§ Textauszug
******************************

Von Oliver Meiler, Marseille
Ist nach Tunis und Kairo bald Algier dran? Es gibt gute Gründe, die dafür sprechen – und vielleicht noch bessere dagegen.
Die Generäle hatten immer genügend Geld, um sich selber zu bereichern und sich den sozialen Frieden zu erkaufen: Aus Algeriens Boden werden jährlich Erdöl und Erdgas im Wert von Milliarden gewonnen.
ngekündigt ist ein «Tag des Zorns» – ein friedlicher, aber revolutionärer Marsch durch das Zentrum von Algier. Am 12. Februar – vom Platz des 1. Mai zum Platz der Märtyrer. Es ist zu hoffen, dass der Zielort kein böses Omen ist. Die Veranstaltung für «Wandel und Demokratie» ist nämlich verboten, wie alle politischen Kundgebungen seit vielen Jahren verboten sind. Mobilisiert wird im Internet, vor allem auf Facebook, dem Motor moderner Bürgerrevolten. Die populärsten Profile im sozialen Netzwerk heissen «Barakat» (Es reicht!) oder «Bezzzef» (Gennnug!).

******************************

§ Ausgewählte Zeilen
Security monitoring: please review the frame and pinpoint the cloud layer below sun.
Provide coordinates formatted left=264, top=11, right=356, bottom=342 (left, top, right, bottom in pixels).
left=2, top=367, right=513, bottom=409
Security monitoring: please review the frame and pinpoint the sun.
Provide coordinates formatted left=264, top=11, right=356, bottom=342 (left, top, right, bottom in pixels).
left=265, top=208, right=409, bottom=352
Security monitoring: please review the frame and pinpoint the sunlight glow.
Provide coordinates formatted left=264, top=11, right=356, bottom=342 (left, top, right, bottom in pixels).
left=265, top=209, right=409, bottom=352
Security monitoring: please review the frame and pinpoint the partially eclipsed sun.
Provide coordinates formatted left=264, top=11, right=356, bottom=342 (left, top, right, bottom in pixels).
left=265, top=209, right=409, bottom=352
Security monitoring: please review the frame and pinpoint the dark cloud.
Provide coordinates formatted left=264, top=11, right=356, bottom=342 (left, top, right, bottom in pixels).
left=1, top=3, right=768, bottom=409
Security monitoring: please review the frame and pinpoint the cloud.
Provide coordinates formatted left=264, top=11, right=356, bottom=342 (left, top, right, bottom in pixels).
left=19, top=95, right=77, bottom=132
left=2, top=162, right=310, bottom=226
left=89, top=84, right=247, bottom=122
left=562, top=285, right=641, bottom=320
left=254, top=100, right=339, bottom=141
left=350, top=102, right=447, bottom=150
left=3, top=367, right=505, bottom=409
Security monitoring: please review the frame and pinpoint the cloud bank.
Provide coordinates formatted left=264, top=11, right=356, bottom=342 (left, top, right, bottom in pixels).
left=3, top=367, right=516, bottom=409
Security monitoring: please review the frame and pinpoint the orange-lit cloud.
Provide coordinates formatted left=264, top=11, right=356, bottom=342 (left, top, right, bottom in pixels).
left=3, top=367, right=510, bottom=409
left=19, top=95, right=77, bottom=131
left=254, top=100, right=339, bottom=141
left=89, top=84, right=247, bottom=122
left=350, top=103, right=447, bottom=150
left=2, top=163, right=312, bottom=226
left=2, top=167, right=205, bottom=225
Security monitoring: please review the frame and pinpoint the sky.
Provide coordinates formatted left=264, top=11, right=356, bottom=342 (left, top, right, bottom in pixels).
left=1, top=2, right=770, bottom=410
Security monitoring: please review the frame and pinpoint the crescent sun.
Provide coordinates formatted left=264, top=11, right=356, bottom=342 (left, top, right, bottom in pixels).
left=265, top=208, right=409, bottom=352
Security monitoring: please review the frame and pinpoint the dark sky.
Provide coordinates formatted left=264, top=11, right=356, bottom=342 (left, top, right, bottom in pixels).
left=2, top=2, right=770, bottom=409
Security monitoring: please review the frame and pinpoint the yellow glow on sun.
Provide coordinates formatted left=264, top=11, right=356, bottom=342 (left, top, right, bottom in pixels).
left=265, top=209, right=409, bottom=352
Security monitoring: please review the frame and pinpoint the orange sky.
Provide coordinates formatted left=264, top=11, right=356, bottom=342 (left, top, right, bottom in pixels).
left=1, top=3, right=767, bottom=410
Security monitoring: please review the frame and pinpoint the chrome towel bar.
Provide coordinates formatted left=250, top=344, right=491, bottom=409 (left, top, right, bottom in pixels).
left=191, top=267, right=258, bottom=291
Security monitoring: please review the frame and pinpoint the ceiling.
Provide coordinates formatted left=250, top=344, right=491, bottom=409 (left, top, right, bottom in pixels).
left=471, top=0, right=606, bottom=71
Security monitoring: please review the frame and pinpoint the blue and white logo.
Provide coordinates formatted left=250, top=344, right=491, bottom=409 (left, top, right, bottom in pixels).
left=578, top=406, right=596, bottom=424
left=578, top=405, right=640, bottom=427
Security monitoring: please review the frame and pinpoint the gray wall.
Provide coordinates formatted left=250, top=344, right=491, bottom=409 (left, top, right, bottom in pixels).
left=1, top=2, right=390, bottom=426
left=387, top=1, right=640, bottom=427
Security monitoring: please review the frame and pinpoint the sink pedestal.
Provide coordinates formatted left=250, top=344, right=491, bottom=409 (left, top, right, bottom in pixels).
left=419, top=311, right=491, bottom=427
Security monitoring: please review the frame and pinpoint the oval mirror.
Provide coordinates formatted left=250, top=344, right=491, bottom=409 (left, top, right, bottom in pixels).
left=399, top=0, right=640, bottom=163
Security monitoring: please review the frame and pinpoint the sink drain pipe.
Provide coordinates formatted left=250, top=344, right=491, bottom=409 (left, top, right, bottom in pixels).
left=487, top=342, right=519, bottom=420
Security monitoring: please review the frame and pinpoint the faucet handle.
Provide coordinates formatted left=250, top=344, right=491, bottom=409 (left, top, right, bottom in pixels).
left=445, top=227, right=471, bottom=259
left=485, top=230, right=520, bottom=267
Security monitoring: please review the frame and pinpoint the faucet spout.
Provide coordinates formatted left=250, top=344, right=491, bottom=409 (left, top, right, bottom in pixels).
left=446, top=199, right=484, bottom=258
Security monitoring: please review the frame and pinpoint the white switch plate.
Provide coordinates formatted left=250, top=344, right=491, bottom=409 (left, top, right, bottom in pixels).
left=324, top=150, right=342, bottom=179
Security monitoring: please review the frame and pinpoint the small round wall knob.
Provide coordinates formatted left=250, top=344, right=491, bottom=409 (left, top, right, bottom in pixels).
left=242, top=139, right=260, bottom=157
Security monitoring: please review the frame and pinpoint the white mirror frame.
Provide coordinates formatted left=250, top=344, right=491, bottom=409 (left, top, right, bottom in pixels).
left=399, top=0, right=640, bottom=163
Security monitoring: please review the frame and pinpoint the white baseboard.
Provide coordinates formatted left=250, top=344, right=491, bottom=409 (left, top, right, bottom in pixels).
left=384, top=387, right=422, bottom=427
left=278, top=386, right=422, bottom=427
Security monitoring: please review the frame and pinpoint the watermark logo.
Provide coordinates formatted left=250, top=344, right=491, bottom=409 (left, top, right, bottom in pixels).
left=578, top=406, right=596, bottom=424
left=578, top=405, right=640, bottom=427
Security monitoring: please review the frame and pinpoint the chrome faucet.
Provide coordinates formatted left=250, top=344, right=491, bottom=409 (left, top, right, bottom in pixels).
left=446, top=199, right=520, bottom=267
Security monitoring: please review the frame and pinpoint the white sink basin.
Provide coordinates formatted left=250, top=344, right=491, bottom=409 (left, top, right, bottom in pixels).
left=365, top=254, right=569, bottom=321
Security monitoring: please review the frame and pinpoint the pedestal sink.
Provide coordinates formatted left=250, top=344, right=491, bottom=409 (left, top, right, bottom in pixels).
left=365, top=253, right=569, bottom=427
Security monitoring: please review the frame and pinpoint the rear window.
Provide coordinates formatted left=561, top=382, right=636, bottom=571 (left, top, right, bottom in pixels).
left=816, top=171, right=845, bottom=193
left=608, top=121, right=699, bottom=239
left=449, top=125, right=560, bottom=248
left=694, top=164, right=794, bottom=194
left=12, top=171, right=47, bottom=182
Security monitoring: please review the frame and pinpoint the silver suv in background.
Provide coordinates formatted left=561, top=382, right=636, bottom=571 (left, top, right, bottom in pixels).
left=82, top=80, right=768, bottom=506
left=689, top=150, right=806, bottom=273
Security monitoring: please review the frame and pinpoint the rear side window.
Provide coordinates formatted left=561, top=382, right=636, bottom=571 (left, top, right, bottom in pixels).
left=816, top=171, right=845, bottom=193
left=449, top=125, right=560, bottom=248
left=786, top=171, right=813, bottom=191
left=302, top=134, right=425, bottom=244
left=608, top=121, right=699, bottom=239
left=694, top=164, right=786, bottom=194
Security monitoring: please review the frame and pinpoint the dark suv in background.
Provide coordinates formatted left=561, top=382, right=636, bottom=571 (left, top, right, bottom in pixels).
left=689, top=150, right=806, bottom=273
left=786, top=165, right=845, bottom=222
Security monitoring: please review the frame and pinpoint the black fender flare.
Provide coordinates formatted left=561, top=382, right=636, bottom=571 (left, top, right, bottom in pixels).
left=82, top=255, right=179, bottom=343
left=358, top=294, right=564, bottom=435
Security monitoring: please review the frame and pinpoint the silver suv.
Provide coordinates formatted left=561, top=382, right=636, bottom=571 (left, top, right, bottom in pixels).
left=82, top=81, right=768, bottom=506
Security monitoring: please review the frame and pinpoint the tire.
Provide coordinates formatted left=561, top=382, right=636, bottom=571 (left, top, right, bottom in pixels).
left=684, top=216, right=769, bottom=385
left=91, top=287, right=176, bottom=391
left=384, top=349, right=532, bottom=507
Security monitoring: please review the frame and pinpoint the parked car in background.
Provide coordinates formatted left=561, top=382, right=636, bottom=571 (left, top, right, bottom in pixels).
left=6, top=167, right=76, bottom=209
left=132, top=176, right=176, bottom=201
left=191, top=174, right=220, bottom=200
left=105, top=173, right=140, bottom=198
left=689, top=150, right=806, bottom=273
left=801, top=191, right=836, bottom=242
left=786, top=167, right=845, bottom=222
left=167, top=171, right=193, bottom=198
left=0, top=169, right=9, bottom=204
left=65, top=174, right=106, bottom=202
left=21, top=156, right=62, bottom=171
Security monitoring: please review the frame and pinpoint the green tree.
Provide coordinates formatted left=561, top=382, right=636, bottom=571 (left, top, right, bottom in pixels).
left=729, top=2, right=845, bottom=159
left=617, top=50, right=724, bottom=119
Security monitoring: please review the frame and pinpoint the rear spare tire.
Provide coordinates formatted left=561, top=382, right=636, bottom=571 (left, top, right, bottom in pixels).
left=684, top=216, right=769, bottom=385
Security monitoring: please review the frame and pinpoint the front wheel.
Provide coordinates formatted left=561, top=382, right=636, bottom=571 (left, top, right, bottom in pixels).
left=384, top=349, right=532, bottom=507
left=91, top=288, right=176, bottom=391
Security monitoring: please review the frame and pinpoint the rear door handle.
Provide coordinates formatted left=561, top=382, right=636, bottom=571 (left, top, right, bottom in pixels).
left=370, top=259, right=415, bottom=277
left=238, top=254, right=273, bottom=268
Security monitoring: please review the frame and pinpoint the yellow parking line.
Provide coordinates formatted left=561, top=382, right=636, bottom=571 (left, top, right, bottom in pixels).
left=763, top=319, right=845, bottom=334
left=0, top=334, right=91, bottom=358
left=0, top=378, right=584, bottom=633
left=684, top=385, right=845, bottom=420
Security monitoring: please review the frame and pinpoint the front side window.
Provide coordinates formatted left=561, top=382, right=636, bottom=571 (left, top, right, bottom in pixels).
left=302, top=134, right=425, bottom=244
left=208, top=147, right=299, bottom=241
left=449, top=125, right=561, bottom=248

******************************

Gib aus dem Textauszug über Algerien den Abschnitt wortgetreu wieder, der mit den Worten „Die Generäle hatten“ einsetzt und mit „von Milliarden gewonnen.“ schließt. Stütze dich allein auf den Textauszug.

§ Ergebnis
Die Generäle hatten immer genügend Geld, um sich selber zu bereichern und sich den sozialen Frieden zu erkaufen: Aus Algeriens Boden werden jährlich Erdöl und Erdgas im Wert von Milliarden gewonnen.